* Action item
Starting at the line that contains "In this exercise you will indicate the navy", output each line through the end of the data exactly, and nothing more.

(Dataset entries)
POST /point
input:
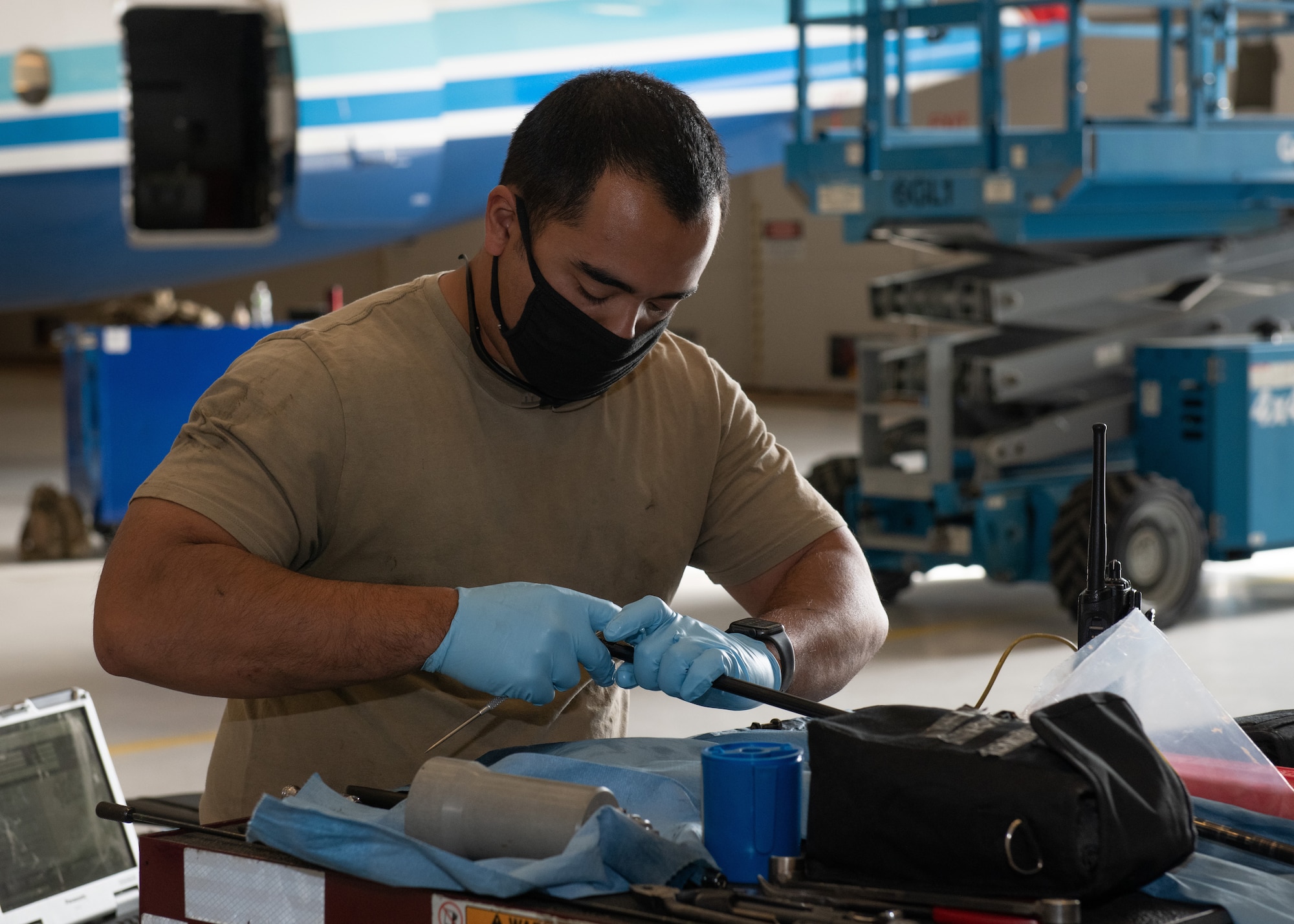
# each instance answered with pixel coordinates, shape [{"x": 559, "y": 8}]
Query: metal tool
[
  {"x": 112, "y": 812},
  {"x": 798, "y": 705},
  {"x": 481, "y": 712},
  {"x": 1244, "y": 841},
  {"x": 869, "y": 899},
  {"x": 725, "y": 907}
]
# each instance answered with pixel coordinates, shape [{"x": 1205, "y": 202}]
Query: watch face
[{"x": 759, "y": 626}]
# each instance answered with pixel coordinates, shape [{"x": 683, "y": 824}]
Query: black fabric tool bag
[
  {"x": 1274, "y": 734},
  {"x": 1075, "y": 804}
]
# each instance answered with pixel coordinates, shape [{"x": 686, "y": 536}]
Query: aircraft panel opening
[{"x": 200, "y": 120}]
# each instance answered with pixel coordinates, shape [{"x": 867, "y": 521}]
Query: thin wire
[{"x": 1013, "y": 648}]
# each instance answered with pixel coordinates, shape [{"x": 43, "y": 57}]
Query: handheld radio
[{"x": 1110, "y": 597}]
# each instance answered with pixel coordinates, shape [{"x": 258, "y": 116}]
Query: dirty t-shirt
[{"x": 375, "y": 446}]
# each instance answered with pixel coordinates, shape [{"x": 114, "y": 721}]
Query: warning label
[{"x": 446, "y": 910}]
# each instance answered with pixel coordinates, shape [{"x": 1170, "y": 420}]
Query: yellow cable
[{"x": 1013, "y": 648}]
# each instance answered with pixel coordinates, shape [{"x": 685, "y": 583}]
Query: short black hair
[{"x": 615, "y": 120}]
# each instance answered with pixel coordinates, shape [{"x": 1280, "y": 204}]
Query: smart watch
[{"x": 768, "y": 631}]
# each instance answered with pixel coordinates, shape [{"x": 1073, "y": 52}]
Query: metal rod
[
  {"x": 1243, "y": 841},
  {"x": 112, "y": 812},
  {"x": 791, "y": 703},
  {"x": 481, "y": 712},
  {"x": 1097, "y": 549}
]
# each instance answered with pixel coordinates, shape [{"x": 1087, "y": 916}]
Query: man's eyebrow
[{"x": 606, "y": 279}]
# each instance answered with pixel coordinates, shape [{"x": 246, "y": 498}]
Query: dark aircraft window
[
  {"x": 32, "y": 78},
  {"x": 203, "y": 155}
]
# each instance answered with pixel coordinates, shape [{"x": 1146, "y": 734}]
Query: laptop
[{"x": 59, "y": 863}]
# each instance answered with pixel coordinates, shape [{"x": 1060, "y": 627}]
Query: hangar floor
[{"x": 945, "y": 632}]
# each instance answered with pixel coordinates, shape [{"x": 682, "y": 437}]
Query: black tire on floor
[
  {"x": 833, "y": 478},
  {"x": 1155, "y": 529},
  {"x": 891, "y": 584}
]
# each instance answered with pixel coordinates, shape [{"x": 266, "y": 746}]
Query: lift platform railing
[{"x": 1208, "y": 33}]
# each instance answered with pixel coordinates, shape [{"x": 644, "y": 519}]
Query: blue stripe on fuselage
[
  {"x": 76, "y": 71},
  {"x": 60, "y": 129}
]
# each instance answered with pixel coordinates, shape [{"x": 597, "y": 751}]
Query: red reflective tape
[{"x": 965, "y": 917}]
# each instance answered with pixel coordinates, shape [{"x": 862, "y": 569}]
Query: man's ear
[{"x": 500, "y": 221}]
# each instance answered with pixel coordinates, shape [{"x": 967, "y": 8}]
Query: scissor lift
[{"x": 1088, "y": 239}]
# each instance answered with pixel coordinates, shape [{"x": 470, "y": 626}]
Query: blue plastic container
[{"x": 751, "y": 806}]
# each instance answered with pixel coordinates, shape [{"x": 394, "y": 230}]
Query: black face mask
[{"x": 564, "y": 354}]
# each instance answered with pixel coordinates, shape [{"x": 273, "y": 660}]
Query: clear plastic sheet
[{"x": 1203, "y": 743}]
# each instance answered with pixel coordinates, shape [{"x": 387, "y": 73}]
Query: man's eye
[{"x": 595, "y": 300}]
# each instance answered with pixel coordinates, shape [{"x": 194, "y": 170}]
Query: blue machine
[
  {"x": 1220, "y": 416},
  {"x": 1170, "y": 175},
  {"x": 129, "y": 391},
  {"x": 1134, "y": 272}
]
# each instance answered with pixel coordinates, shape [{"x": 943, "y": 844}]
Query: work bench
[{"x": 203, "y": 879}]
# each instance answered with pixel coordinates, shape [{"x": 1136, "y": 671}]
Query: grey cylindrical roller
[{"x": 476, "y": 813}]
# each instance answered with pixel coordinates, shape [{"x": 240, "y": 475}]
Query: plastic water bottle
[{"x": 262, "y": 306}]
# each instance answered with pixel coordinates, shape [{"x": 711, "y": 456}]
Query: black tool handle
[
  {"x": 798, "y": 705},
  {"x": 112, "y": 812}
]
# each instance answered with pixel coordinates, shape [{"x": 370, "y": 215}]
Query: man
[{"x": 377, "y": 521}]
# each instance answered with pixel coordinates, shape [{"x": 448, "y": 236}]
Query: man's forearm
[
  {"x": 829, "y": 605},
  {"x": 209, "y": 618}
]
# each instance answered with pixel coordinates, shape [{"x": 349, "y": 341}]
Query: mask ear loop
[{"x": 474, "y": 329}]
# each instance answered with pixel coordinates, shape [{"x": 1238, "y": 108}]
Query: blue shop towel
[
  {"x": 605, "y": 856},
  {"x": 1252, "y": 888},
  {"x": 680, "y": 759}
]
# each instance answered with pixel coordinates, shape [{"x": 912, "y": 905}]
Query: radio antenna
[
  {"x": 1110, "y": 596},
  {"x": 1098, "y": 549}
]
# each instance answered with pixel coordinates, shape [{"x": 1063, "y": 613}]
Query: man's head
[
  {"x": 626, "y": 186},
  {"x": 618, "y": 122}
]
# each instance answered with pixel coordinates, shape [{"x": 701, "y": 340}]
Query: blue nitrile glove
[
  {"x": 683, "y": 657},
  {"x": 525, "y": 641}
]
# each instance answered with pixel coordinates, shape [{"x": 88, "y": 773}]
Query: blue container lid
[{"x": 752, "y": 753}]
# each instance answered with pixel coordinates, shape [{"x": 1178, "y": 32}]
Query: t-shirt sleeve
[
  {"x": 760, "y": 509},
  {"x": 262, "y": 454}
]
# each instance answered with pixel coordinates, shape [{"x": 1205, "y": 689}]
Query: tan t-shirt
[{"x": 375, "y": 446}]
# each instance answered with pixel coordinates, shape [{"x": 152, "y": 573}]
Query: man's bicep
[
  {"x": 754, "y": 596},
  {"x": 760, "y": 512},
  {"x": 261, "y": 456},
  {"x": 159, "y": 522}
]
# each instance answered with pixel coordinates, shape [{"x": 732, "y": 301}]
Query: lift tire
[
  {"x": 833, "y": 478},
  {"x": 891, "y": 584},
  {"x": 1155, "y": 529}
]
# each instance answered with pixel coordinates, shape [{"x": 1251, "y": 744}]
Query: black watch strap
[{"x": 768, "y": 631}]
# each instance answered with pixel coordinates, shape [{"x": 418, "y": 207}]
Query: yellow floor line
[{"x": 161, "y": 743}]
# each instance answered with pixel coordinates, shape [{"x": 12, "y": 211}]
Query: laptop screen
[{"x": 51, "y": 842}]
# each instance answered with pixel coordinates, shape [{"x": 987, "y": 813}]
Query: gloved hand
[
  {"x": 525, "y": 641},
  {"x": 683, "y": 657}
]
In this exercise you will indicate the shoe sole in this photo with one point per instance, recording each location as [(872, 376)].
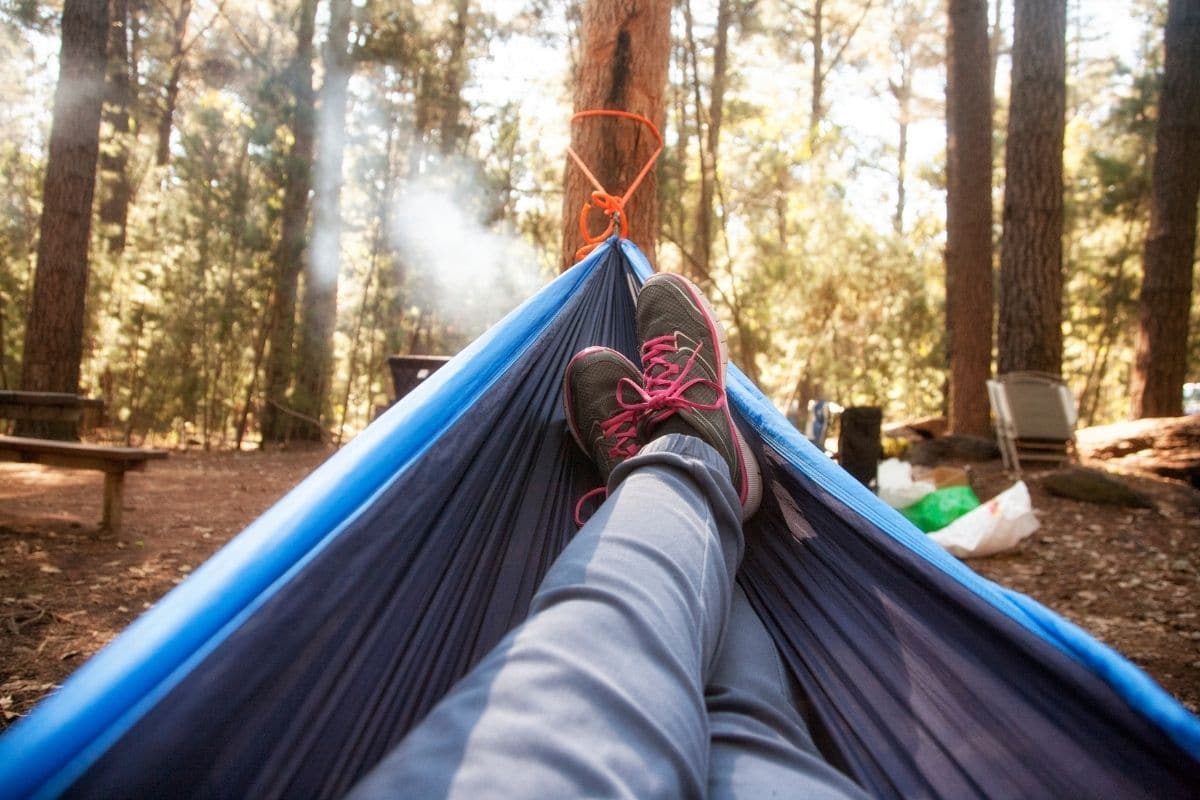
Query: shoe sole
[(751, 474)]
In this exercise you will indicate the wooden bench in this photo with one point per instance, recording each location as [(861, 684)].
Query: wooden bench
[(46, 407), (113, 462)]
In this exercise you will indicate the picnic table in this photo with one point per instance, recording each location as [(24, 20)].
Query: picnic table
[(45, 407)]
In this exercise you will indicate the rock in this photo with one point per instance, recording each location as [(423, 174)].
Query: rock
[(1093, 486), (953, 447)]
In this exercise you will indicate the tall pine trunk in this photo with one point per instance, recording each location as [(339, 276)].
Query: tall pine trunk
[(114, 209), (1161, 365), (294, 223), (453, 128), (323, 266), (1031, 245), (969, 288), (624, 66), (54, 332), (709, 134), (178, 55)]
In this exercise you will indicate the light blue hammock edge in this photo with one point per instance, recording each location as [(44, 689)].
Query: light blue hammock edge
[(47, 751)]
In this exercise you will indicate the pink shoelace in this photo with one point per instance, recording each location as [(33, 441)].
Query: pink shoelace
[(664, 391)]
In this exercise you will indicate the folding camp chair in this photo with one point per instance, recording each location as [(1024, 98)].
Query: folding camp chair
[(1035, 416)]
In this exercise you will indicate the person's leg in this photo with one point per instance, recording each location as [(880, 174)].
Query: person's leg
[(600, 691), (760, 744)]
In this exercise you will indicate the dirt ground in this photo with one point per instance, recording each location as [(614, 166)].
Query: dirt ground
[(1128, 576)]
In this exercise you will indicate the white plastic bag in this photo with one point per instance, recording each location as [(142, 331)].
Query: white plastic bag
[(991, 528), (895, 483)]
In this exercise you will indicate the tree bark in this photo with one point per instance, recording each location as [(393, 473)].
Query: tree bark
[(54, 332), (323, 266), (1161, 366), (114, 209), (178, 52), (456, 73), (289, 256), (709, 134), (624, 66), (1031, 245), (969, 271)]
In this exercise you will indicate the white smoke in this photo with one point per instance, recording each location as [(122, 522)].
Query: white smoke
[(474, 274)]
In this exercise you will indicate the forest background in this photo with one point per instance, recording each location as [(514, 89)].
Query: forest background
[(291, 191)]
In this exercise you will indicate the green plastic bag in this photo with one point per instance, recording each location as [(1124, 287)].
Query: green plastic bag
[(939, 509)]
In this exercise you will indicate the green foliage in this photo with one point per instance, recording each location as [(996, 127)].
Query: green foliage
[(823, 293)]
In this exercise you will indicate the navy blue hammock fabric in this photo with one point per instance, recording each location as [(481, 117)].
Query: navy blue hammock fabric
[(295, 657)]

* Task response
In this exercise you will indicate the navy blue hammock fabric in this photo with one point per instance, recording each location as [(481, 117)].
Query: navy blue hammock fabric
[(295, 657)]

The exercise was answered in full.